EXERCISE INSTRUCTIONS ->
Nothing other than the lines from the one containing "query | wooden pole" through the close of the entries below should be printed, each exactly.
═════ EXERCISE INPUTS
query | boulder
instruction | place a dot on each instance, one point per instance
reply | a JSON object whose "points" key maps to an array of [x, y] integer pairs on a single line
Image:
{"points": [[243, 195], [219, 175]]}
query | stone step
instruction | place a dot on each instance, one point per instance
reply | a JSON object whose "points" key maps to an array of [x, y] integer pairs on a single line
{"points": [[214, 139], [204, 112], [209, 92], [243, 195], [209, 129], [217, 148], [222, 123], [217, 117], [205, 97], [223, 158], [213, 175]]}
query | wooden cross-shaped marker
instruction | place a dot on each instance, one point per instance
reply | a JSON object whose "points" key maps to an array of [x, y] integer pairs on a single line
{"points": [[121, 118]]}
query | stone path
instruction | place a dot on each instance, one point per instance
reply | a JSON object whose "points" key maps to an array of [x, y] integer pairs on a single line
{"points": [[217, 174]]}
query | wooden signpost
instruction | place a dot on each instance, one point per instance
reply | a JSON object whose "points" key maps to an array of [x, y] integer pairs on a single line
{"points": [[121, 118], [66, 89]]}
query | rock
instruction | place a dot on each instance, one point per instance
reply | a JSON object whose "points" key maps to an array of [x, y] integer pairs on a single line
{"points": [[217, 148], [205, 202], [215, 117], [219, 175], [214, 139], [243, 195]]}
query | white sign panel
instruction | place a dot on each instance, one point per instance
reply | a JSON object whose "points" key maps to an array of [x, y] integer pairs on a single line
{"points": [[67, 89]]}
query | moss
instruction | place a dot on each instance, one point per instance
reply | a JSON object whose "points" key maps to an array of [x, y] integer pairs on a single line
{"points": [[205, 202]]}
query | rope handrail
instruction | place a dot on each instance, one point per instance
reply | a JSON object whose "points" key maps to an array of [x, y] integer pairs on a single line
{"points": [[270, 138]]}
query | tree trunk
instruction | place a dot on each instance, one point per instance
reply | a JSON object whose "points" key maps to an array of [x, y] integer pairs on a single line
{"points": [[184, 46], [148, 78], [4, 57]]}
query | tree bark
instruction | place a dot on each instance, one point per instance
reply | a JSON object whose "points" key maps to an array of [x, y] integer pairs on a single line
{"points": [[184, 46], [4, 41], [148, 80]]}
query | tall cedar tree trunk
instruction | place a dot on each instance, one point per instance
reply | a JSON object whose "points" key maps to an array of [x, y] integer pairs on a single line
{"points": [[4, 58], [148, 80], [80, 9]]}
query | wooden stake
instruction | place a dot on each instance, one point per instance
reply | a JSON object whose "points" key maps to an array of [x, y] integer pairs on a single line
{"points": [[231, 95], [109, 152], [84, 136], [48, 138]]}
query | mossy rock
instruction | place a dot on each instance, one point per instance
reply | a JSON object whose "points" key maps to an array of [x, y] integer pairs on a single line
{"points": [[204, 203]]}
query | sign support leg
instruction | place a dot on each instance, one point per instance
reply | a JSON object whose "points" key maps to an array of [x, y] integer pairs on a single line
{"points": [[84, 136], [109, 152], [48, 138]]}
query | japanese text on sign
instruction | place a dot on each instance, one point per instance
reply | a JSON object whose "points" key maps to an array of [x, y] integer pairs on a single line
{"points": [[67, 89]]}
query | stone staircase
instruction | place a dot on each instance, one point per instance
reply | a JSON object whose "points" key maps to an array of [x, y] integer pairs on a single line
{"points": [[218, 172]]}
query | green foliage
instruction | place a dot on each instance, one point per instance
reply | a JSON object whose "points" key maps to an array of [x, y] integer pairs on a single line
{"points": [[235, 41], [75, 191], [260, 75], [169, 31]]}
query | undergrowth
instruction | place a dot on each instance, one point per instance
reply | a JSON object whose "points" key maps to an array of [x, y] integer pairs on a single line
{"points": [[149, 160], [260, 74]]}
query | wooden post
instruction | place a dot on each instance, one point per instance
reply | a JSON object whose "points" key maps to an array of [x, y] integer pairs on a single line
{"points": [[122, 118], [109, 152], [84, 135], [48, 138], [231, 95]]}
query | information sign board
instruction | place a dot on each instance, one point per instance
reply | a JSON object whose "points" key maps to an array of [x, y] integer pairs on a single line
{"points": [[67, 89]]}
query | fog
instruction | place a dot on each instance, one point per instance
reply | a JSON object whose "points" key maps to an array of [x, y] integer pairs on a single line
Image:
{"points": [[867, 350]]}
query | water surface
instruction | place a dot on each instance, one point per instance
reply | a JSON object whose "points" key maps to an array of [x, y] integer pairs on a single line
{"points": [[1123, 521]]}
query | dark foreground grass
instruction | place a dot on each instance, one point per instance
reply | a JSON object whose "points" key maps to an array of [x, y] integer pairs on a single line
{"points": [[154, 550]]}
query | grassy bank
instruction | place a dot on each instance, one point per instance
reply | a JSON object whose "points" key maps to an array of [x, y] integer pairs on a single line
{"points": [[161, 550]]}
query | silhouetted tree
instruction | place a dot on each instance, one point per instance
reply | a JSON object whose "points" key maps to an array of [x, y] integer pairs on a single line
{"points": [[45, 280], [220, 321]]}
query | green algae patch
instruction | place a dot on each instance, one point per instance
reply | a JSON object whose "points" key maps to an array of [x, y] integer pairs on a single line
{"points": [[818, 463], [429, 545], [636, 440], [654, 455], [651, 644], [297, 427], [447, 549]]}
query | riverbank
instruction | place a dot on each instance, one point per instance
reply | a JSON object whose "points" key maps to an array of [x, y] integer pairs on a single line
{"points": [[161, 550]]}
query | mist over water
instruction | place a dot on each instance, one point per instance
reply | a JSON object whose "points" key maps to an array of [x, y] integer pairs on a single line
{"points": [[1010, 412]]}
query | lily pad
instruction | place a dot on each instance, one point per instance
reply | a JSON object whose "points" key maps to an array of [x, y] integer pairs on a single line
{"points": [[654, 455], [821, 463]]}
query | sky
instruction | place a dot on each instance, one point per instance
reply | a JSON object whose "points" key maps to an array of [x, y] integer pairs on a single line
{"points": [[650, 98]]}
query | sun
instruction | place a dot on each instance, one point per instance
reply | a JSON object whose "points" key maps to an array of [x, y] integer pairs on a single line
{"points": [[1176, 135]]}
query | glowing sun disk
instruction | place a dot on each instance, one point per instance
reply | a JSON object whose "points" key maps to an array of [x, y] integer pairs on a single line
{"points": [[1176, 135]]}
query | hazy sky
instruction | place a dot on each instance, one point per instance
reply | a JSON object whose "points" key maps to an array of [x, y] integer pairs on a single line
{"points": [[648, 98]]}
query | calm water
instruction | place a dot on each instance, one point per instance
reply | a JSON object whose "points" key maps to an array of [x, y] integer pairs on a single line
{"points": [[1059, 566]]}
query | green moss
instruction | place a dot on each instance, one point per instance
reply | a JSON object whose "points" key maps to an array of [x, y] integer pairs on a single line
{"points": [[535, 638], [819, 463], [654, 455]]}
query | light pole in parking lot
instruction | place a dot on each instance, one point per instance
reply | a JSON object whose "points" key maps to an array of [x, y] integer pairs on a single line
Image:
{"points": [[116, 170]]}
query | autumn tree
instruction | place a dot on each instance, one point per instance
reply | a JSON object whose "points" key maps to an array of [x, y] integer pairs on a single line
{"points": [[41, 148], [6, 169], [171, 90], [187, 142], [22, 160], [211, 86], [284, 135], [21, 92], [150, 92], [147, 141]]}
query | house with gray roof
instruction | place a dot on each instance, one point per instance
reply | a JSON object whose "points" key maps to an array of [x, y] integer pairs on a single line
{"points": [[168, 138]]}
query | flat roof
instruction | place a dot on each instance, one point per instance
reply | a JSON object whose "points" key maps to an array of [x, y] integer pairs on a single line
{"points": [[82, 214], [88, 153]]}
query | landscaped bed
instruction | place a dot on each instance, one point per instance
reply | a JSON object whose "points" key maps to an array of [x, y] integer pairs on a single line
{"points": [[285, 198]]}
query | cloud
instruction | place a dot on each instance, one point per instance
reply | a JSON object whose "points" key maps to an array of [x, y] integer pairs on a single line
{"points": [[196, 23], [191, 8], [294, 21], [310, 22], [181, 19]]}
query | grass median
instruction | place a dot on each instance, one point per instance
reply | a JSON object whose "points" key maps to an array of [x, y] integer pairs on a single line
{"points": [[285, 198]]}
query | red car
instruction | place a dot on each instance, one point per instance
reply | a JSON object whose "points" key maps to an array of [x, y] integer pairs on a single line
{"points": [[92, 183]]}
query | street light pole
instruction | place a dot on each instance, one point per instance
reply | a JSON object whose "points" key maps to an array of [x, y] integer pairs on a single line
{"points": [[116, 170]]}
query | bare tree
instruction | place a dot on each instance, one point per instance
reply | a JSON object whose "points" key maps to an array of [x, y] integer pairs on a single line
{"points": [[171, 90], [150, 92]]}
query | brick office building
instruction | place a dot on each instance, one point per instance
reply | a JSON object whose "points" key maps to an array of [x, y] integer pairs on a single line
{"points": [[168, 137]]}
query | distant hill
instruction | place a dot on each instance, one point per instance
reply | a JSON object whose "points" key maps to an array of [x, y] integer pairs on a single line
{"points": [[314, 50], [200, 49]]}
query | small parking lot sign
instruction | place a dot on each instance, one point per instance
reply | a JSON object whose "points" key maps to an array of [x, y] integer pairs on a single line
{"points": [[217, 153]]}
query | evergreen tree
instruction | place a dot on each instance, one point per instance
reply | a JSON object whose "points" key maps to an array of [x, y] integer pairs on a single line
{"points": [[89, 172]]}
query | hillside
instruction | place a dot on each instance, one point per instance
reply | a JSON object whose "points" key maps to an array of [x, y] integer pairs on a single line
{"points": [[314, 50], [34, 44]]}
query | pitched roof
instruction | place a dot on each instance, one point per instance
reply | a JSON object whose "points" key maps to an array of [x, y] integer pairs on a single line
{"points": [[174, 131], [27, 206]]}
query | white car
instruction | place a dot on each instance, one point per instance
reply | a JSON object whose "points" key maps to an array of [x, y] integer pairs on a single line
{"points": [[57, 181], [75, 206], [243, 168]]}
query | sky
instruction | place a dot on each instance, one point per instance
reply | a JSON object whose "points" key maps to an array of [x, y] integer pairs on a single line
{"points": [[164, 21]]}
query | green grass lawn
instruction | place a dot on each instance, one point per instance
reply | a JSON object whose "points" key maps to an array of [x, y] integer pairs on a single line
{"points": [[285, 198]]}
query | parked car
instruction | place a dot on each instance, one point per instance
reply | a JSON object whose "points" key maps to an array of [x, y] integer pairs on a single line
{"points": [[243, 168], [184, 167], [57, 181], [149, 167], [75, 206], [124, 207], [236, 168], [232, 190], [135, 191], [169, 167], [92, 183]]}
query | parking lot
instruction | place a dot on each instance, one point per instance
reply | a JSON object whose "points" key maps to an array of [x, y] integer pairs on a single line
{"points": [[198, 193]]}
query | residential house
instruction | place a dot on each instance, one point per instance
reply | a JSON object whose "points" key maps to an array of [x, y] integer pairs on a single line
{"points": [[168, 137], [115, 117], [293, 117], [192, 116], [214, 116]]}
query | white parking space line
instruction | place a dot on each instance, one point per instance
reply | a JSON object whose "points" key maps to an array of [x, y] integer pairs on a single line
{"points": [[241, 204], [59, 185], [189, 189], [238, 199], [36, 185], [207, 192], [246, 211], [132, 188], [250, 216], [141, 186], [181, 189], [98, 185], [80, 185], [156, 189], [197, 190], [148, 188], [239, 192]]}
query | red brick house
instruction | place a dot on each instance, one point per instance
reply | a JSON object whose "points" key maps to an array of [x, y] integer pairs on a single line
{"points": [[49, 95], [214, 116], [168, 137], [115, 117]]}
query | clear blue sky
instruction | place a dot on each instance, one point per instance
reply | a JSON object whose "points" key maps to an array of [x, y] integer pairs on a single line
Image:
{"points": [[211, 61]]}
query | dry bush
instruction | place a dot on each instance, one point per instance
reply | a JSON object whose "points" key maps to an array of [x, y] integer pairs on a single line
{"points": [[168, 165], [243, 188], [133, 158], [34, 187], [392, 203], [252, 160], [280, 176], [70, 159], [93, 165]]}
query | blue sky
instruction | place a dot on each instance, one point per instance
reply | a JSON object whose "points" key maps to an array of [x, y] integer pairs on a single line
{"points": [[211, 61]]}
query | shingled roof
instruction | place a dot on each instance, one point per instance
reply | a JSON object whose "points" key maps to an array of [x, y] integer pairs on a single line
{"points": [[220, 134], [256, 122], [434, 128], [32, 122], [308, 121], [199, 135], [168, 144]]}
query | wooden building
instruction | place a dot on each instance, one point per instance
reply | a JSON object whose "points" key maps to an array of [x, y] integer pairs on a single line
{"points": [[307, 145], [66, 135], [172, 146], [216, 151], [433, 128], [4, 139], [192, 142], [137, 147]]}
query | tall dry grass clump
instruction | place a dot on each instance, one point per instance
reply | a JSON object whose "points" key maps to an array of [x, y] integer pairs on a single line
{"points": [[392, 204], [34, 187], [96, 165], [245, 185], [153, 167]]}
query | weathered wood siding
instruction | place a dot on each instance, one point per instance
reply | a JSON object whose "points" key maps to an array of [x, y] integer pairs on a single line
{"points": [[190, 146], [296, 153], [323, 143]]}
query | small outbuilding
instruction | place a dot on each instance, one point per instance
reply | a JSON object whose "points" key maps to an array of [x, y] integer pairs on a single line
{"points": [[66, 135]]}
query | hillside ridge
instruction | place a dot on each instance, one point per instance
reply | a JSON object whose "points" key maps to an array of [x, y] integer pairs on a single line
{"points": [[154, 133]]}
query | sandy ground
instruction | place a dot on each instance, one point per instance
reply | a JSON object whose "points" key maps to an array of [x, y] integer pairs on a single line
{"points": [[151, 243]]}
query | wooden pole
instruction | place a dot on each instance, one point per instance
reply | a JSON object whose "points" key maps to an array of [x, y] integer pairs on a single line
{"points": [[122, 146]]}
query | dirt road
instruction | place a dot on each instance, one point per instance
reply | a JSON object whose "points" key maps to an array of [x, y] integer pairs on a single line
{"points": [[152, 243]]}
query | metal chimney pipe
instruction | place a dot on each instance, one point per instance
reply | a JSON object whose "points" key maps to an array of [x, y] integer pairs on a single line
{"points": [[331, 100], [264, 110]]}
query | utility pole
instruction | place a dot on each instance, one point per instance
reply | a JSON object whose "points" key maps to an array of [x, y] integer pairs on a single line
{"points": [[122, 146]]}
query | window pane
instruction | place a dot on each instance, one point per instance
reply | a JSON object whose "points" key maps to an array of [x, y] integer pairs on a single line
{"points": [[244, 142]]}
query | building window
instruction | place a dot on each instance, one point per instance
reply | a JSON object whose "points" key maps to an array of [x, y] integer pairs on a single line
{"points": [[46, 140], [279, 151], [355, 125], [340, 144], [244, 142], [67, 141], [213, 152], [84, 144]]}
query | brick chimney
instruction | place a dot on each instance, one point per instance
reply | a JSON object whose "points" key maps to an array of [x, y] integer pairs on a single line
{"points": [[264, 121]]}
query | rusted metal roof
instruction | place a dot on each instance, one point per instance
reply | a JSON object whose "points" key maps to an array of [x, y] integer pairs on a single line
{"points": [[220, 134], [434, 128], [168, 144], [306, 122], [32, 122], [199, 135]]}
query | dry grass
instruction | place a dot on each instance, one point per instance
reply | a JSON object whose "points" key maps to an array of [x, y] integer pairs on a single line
══════════
RESPONSE ->
query | wooden pole
instruction | place a dot on each instance, one point per instance
reply | a JSON object whose "points" key maps to an array of [x, y] integer pairs on a single line
{"points": [[122, 146]]}
query | dirt road
instruction | place a dot on each instance, one point per instance
reply | a JSON object whose "points" key maps to an array of [x, y] integer pairs on a single line
{"points": [[152, 243]]}
query | metal chimney pipe
instruction | place a dot on each instance, one point per instance
reply | a JSON object whose "points" key maps to an array of [x, y] integer pairs on a single line
{"points": [[331, 100], [264, 110]]}
query | utility pole
instruction | place a dot on each instance, one point per instance
reply | a JSON object whose "points" key maps to an array of [x, y] integer pairs on a single line
{"points": [[122, 146]]}
query | window pane
instruction | place a dot on each instance, one point per instance
reply | a JSON object whose "points" key maps to an array of [x, y] integer pairs on a single line
{"points": [[244, 142]]}
query | building window
instruction | place a dot on each instance, one point per instance
reply | a JSON object whose "points" key maps to an array of [x, y] integer pairs on a single line
{"points": [[46, 140], [279, 151], [355, 125], [340, 144], [244, 142], [67, 141], [213, 152], [84, 144]]}
query | brick chimney
instruction | place a dot on each instance, one point per instance
reply | a JSON object whose "points" key maps to an array of [x, y] integer pairs on a single line
{"points": [[264, 121]]}
query | rusted metal roof
instruction | place a dot on each instance, one point per instance
reply | a JSON object whose "points" key maps to an array of [x, y] integer pairs on a single line
{"points": [[220, 134], [434, 128], [168, 144], [306, 122], [32, 122], [199, 135]]}
query | dry grass
instruction | place a dot on each instance, one point per instance
reply | a JSON object whose "points" key maps to an array of [x, y] integer pairs on a single line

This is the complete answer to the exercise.